### SET TASK A
In the Stata listserver post, why does the quoted poster believe that one doctor scoring a variable 1 and another scoring it 7 counts the same, in the kappa calculation, as a close 6 and 7? Answer in one to three sentences.
### SET TASK B
Copy the passage of the Stata listserver post between "Of course, you" and "(cue Roger Newson).", inclusive.
### SET TASK C
Which local macros are defined with the "local" command in the stekappa program in the Stata listserver post? List every one by name.

START EXCERPT

Stata The Stata listserver
[Date Prev][Date Next][Thread Prev][Thread Next][Date index][Thread index]

st: RE: Kappa programming challenge...

From   "Nick Cox" <>
To   <>
Subject   st: RE: Kappa programming challenge...
Date   Wed, 19 May 2004 13:37:54 +0100

There is a specific question here of whether this program 
can be speeded up, and a quick glance suggests "Not much". 
You can do things like 


as illustrated below, to answer a repeated comment
in your version, but that's trivial in speed terms. 

program stekappa
	version 8 
	display c(current_time)
	local ndocs = 10 
	local ndrugs = 6 
	local w = 0 
	local npair = 0  
	forval np = `=`ndocs' -1'(-1)1 {
		local npair =`npair' + `np' 
	matrix rkappa = J(`npair',`ndrugs',0)
	qui forval i = `ndocs'(-1)2 { 
		forval j = 1/`=`i'-1'{
			local ++w
			forval d = 1/`ndrugs' { 
			local di = `i' + ((`d' - 1) * `ndocs') 
			local dj = `j' + ((`d' - 1) * `ndocs') 
			kap v`di' v`dj' in 2/26, wgt(w) absolute 
			matrix rkappa[`w',`d'] = r(kappa) 
	svmat rkappa 
	means rkappa1 - rkappa`ndrugs' 
	display c(current_time)

But lurking behind there is a larger question of how to 
analyse these data, which depends naturally but not completely 
on what is important to you. 

In what sense can you justify this rather ad hoc 
averaging of kappas across different weighting 
schemes? It seems to me that it is only too likely 
to obscure much of the information in these data. 
Of course, you will also be trying other analyses not 
mentioned here. 

If I were the only person on a desert island 
with Stata (internet connection allowed) and someone 
brought these data to me, I'd want to look at 
a matrix of measures of agreement between 
doctors which was for drugs X attributes. For a 
7 point ordered scale, I am not sure that kappa 
is the most useful measure. Somers' d might be 
useful (cue Roger Newson). 

> I have a dataset containing the results of a survey asking 
> doctors to rate 6
> drugs on 24 separate attributes (each doctor therefore 
> provides answers to
> 24*6=144 answers). All ratings are on a 1 to 7 scale with end 
> anchors along
> the lines of 'rubbish' and 'brilliant'.
> I've managed to manipulate my data so that I can apply 
> Stata's 'Kap' command
> to calculate Kappa for each drug separately across all 
> doctors. I can then
> compare these results across the drugs to see which has achieved the
> greatest doctor consensus. My problem is that in calculating 
> these kappa
> values (because there are more than two raters) Stata has not 
> allowed me to
> apply the 'wgt(w)' and 'absolute' options and consequently in 
> calculating
> Kappa (I believe) if one doctor scores a variable 1 and another doctor
> scores the same variable  7 then this is no different to the doctors'
> scoring a close 6 and 7 in terms of calculating Kappa.

END EXCERPT
START RECORDS

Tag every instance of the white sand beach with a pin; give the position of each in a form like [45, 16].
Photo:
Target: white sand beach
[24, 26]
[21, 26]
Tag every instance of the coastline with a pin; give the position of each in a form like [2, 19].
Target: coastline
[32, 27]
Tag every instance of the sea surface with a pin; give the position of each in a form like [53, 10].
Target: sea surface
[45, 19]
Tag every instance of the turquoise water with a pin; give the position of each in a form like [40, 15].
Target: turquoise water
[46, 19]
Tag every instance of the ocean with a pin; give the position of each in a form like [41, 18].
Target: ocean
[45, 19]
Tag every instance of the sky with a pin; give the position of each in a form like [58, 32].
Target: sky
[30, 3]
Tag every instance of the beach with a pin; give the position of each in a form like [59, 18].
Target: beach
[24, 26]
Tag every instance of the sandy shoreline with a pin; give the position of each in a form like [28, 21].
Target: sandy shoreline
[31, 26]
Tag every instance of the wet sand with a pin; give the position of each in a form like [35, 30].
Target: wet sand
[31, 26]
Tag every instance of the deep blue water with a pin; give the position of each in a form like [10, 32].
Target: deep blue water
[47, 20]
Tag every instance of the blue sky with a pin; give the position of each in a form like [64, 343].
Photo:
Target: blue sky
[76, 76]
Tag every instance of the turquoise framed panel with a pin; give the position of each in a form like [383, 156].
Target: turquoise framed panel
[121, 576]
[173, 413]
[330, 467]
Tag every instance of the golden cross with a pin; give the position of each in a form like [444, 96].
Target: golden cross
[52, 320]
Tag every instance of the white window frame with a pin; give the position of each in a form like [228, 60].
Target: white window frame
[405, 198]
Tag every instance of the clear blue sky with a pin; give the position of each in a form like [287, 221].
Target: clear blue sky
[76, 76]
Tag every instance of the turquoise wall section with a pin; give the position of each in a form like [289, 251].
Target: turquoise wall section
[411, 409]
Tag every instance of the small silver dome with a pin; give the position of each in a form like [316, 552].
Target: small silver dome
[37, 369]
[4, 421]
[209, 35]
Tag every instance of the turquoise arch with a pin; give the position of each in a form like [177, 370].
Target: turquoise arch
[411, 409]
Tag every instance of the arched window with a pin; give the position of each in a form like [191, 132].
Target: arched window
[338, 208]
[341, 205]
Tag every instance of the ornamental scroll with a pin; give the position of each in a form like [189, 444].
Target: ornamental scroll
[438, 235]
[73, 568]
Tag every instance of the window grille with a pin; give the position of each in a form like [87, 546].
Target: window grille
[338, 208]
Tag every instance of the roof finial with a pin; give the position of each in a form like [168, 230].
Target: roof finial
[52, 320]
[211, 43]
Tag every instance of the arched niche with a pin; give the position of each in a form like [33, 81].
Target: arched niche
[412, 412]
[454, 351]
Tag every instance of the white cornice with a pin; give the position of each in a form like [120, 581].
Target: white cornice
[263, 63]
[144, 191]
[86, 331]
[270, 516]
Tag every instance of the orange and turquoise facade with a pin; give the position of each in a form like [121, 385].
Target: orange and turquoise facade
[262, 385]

END RECORDS

### CORRECT OUTPUT A
Because there were more than two raters, Stata did not allow the poster to apply the 'wgt(w)' and 'absolute' options when calculating the kappa values. Without those options, the poster believes a 1-versus-7 disagreement is treated no differently from a 6-versus-7 one.

### CORRECT OUTPUT B
Of course, you will also be trying other analyses not 
mentioned here. 

If I were the only person on a desert island 
with Stata (internet connection allowed) and someone 
brought these data to me, I'd want to look at 
a matrix of measures of agreement between 
doctors which was for drugs X attributes. For a 
7 point ordered scale, I am not sure that kappa 
is the most useful measure. Somers' d might be 
useful (cue Roger Newson).

### CORRECT OUTPUT C
- ndocs
- ndrugs
- w
- npair
- di
- dj